■ **TEXT BLOCK**:
========================================
If AD is median of ΔABC and P is a point on AC such that
ar (ΔADP) : ar (ΔABD) = 2 : 3, then ar (Δ PDC) : ar (Δ ABC)
Options
1 : 5
1 : 5
1 : 6
3 : 5
Solution
Given: (1) AD is the Median of ΔABC
(2) P is a point on AC such that ar (ΔADP) : ar (ΔABD) = `2/3`
To find: ar (ΔPDC) : ar (ΔABC)
We know that” the medians of the triangle divides the triangle in two two triangles of equal area.”
Since AD is the median of ΔABC,
ar (ΔABD) = ar (ΔADC) ……(1)
Also it is given that
ar (ΔADP) : ar (ΔABD) = `2/3` ……(2)
Now,
ar (ΔADC) = ar (ΔADP) + ar (ΔPDC)
ar(ΔADB) = `2/3` ar (ΔADB) + ar (ΔPDC )(from 1 and 2)
ar (ΔPDC ) = `1/3` ar (ΔADB) ..............(3)
ar (ΔABC) = 2ar (ΔADB) ...................(4)
Therefore,
`(ar(ΔPDC))/(ar(ΔABC))= (1/3 ar(ΔADB))/(2ar(ΔADB)`
`(ar(ΔPDC))/(ar(ΔABC))=1/6`
========================================
■ **GIVEN PROBLEM A**:
Rescale part of the rows from the line containing "the black seat" up to and including the line containing "left=851, top=472, right=944, bottom=582", and give those lines again, requests included. Multiply every coordinate in the answer boxes by 1.2, rounding to whole numbers with halves going up, and leave the requests and their format samples unchanged.

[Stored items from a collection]
========================================
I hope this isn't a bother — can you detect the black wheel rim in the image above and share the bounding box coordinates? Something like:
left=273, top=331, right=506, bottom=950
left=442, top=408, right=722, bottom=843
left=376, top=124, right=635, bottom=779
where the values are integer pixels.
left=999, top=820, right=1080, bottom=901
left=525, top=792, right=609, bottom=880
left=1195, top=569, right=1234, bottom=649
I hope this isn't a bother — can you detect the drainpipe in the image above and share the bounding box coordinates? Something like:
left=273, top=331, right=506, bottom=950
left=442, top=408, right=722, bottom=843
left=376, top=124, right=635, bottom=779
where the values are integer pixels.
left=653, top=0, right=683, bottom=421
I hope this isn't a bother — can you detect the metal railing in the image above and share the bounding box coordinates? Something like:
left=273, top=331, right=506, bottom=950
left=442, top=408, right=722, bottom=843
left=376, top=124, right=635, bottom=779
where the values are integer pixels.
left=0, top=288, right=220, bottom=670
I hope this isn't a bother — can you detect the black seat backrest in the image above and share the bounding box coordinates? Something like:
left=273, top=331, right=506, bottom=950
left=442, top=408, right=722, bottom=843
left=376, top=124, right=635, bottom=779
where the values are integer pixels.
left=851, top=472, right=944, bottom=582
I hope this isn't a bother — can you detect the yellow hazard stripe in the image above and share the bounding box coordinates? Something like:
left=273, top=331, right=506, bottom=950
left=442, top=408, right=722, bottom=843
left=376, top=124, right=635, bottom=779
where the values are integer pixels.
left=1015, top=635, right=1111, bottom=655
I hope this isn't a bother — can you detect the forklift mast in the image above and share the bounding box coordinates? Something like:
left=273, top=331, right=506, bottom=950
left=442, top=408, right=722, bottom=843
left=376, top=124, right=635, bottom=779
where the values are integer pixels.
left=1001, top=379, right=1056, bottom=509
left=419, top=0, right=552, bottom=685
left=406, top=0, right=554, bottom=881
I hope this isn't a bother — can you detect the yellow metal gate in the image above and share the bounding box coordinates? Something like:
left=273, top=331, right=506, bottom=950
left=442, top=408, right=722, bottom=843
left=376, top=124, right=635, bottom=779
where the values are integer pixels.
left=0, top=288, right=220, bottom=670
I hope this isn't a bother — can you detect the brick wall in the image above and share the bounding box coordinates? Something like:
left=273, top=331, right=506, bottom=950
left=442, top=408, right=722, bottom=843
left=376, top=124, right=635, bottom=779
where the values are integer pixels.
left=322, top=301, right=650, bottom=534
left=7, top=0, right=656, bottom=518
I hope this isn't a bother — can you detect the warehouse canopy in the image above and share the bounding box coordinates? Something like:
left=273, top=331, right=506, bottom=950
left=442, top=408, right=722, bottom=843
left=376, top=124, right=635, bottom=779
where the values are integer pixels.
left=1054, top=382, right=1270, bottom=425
========================================
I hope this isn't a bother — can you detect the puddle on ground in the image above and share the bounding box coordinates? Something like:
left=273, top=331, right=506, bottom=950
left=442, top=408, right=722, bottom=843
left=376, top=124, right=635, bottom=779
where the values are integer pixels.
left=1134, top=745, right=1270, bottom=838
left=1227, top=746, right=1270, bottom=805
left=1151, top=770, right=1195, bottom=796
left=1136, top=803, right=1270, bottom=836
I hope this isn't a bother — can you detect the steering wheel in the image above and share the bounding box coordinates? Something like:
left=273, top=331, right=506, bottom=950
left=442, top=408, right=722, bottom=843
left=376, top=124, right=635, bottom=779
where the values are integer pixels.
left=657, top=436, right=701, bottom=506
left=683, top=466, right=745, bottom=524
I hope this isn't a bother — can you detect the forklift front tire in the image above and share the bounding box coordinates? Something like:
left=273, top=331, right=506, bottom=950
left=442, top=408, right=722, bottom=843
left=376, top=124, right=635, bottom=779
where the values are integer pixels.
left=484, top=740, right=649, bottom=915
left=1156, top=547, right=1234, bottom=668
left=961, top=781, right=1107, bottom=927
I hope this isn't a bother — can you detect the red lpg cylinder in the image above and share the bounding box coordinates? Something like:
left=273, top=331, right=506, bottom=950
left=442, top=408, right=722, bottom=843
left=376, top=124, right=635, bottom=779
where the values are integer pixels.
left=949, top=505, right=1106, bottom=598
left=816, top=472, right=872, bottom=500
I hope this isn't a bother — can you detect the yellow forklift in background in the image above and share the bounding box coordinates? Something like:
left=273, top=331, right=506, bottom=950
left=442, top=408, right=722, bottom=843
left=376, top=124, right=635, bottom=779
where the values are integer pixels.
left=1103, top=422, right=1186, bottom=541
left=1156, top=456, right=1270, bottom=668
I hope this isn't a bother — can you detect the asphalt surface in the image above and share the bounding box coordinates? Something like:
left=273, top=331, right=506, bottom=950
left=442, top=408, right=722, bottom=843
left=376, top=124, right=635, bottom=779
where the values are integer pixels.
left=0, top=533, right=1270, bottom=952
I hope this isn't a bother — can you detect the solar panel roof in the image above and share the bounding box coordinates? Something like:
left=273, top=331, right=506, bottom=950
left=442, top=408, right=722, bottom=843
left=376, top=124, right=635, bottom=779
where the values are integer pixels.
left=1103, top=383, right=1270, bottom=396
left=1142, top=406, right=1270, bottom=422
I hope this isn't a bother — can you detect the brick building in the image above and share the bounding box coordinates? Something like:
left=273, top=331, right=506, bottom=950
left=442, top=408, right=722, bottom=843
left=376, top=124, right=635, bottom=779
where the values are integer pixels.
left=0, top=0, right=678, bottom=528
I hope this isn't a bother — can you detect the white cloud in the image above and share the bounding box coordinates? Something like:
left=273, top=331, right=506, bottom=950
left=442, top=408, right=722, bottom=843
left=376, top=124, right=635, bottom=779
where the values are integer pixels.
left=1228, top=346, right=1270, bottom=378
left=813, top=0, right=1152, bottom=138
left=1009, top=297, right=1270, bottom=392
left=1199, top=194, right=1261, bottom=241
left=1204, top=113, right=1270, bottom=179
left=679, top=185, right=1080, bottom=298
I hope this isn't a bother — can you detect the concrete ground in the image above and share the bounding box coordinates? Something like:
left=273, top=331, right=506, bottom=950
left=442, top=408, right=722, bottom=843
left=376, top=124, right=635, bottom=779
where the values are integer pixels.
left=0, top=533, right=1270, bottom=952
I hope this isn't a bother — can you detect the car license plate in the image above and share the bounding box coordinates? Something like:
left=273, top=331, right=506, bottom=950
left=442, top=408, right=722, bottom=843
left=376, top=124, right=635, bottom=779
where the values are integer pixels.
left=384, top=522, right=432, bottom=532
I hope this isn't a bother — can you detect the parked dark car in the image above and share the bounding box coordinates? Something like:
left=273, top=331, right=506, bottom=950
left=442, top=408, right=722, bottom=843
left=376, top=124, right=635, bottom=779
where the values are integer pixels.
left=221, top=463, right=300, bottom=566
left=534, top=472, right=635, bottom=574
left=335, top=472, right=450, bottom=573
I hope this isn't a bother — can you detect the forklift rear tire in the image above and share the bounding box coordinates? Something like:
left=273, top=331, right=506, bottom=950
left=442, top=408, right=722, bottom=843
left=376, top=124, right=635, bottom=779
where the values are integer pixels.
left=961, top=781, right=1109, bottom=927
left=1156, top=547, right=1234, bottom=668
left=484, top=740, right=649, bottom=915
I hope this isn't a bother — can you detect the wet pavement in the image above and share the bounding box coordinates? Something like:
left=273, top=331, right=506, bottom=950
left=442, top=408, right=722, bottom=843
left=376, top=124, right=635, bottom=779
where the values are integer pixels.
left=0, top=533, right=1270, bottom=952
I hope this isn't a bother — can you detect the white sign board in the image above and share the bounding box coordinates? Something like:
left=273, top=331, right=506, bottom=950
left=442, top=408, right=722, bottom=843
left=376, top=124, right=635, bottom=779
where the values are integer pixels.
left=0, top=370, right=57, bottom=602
========================================
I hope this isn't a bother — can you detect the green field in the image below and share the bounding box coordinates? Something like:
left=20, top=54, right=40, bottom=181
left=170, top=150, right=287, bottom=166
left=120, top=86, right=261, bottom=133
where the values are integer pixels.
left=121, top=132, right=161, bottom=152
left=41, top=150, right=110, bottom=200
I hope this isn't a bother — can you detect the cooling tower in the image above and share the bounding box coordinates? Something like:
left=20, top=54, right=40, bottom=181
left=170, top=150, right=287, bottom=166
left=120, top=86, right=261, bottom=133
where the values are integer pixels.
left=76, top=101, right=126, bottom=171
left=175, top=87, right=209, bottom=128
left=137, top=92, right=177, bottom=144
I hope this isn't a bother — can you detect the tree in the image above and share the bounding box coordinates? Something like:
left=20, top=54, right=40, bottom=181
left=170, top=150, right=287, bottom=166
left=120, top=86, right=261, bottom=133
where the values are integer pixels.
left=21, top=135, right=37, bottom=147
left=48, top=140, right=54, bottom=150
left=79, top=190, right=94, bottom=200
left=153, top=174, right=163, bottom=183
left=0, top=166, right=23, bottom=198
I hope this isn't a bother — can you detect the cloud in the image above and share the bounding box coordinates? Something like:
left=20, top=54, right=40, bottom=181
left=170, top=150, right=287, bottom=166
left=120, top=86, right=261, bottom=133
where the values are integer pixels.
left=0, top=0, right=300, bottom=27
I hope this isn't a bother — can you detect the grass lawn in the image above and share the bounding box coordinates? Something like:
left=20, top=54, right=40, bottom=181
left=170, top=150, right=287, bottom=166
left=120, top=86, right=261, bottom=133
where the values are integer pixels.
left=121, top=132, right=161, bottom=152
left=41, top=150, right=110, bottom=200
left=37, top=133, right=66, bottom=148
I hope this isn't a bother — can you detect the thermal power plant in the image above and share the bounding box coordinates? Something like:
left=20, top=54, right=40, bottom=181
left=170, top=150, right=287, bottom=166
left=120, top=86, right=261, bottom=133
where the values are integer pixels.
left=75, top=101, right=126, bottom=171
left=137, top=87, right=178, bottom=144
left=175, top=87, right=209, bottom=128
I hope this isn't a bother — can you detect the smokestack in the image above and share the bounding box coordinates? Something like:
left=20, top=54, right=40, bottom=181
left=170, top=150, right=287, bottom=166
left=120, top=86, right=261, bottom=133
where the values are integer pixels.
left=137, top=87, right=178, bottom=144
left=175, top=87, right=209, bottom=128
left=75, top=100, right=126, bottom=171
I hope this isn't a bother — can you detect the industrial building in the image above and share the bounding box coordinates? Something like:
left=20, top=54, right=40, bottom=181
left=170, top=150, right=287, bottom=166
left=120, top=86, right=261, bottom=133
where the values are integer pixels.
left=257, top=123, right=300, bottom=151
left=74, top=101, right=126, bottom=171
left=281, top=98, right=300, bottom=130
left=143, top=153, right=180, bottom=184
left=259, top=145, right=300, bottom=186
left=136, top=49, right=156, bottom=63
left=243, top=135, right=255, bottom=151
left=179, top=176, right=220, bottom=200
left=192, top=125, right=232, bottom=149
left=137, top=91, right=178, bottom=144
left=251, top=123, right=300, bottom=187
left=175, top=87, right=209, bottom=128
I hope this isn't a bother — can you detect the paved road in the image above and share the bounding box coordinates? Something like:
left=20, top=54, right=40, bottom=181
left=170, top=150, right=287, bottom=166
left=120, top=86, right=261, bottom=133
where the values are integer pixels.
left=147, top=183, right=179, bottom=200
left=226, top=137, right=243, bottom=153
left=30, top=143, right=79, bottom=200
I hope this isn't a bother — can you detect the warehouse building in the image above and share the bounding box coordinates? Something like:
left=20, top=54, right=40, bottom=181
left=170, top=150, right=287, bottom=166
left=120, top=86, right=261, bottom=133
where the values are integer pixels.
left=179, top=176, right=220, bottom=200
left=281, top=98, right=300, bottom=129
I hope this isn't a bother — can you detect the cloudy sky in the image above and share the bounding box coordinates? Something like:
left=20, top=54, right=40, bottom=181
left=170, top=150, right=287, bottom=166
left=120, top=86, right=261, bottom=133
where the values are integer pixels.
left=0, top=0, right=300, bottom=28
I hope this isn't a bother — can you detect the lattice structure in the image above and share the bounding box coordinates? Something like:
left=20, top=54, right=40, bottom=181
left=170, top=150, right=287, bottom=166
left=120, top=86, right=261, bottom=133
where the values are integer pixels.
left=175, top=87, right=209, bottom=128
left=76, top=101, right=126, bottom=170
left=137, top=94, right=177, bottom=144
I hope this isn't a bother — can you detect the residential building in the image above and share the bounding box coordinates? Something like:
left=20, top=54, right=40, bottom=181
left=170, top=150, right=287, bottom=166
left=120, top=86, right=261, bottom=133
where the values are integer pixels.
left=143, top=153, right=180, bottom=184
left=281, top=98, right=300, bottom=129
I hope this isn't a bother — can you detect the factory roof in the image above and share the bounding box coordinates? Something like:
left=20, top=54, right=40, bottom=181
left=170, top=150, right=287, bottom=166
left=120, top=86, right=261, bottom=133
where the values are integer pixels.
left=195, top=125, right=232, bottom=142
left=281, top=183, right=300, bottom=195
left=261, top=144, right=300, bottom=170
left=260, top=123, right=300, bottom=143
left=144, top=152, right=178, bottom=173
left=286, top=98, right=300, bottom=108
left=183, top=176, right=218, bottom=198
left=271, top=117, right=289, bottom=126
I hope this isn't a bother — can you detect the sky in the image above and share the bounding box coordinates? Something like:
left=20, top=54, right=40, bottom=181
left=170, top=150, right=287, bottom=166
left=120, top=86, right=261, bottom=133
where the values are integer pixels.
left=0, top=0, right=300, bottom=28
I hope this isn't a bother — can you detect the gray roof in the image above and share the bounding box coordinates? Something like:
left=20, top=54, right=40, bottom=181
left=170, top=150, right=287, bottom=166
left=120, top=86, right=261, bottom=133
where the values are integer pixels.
========================================
■ **GIVEN PROBLEM B**:
In the triangle median solution, what does it say a median does to a triangle?

■ **OUTPUT A**:
I hope this isn't a bother — can you detect the black seat backrest in the image above and share the bounding box coordinates? Something like:
left=273, top=331, right=506, bottom=950
left=442, top=408, right=722, bottom=843
left=376, top=124, right=635, bottom=779
where the values are integer pixels.
left=1021, top=566, right=1133, bottom=698

■ **OUTPUT B**:
It divides the triangle into two triangles of equal area.